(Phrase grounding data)
- Opening Delimiter -

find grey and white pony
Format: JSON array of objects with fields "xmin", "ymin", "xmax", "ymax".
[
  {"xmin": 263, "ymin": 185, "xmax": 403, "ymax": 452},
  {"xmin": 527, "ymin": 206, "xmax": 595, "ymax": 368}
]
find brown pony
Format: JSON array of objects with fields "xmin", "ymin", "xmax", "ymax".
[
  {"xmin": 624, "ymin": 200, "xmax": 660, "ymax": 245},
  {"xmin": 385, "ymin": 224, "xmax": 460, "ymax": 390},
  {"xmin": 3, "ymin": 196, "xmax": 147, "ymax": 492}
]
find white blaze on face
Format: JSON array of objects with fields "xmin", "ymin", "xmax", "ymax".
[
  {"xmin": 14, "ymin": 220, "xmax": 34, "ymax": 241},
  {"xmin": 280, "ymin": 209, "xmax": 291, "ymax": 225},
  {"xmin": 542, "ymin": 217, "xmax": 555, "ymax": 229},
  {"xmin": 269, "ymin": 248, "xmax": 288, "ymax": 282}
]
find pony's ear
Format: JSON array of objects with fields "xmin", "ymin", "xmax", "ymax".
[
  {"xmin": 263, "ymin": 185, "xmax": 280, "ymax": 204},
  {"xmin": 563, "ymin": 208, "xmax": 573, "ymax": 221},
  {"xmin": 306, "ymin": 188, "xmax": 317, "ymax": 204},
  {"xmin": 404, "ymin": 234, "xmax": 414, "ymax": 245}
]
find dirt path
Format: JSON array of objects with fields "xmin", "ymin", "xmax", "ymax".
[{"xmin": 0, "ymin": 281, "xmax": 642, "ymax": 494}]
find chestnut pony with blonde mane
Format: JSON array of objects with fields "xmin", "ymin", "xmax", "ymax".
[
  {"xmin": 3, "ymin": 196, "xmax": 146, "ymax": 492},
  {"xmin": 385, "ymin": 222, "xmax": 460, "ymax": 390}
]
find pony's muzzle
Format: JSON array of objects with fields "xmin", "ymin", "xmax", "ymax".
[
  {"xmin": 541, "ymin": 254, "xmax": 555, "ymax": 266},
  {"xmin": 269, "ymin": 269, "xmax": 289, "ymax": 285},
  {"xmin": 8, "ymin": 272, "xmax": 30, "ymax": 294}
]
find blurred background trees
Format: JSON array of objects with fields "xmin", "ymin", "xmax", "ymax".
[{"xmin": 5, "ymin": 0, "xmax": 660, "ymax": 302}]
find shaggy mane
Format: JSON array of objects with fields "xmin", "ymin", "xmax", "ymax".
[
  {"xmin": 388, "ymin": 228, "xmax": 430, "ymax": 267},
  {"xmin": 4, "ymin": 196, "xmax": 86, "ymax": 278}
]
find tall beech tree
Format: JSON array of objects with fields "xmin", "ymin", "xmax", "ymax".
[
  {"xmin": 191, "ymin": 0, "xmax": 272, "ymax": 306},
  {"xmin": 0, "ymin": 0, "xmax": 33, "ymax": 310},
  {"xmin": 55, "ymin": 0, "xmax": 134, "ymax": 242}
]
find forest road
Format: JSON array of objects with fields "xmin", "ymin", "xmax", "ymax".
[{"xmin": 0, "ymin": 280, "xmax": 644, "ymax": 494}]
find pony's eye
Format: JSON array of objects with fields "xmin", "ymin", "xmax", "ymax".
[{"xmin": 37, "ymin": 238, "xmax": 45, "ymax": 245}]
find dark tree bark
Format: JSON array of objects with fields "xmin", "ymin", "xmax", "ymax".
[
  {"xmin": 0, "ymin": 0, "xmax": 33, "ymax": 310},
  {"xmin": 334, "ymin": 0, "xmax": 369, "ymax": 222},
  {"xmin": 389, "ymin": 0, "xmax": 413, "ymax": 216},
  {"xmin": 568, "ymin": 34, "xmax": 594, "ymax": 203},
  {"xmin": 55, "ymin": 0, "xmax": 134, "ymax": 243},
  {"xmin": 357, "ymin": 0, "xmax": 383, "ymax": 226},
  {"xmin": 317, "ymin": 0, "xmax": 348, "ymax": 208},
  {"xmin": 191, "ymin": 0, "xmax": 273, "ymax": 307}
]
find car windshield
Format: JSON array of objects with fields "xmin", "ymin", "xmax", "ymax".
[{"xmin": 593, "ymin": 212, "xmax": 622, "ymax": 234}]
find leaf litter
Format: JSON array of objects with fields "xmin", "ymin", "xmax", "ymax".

- Closing Delimiter -

● **Task to complete**: Search the entries for the word "pony". Copy each line where it appears.

● **Output**:
find grey and white pony
find brown pony
find pony's ear
find chestnut pony with blonde mane
find pony's muzzle
find pony's eye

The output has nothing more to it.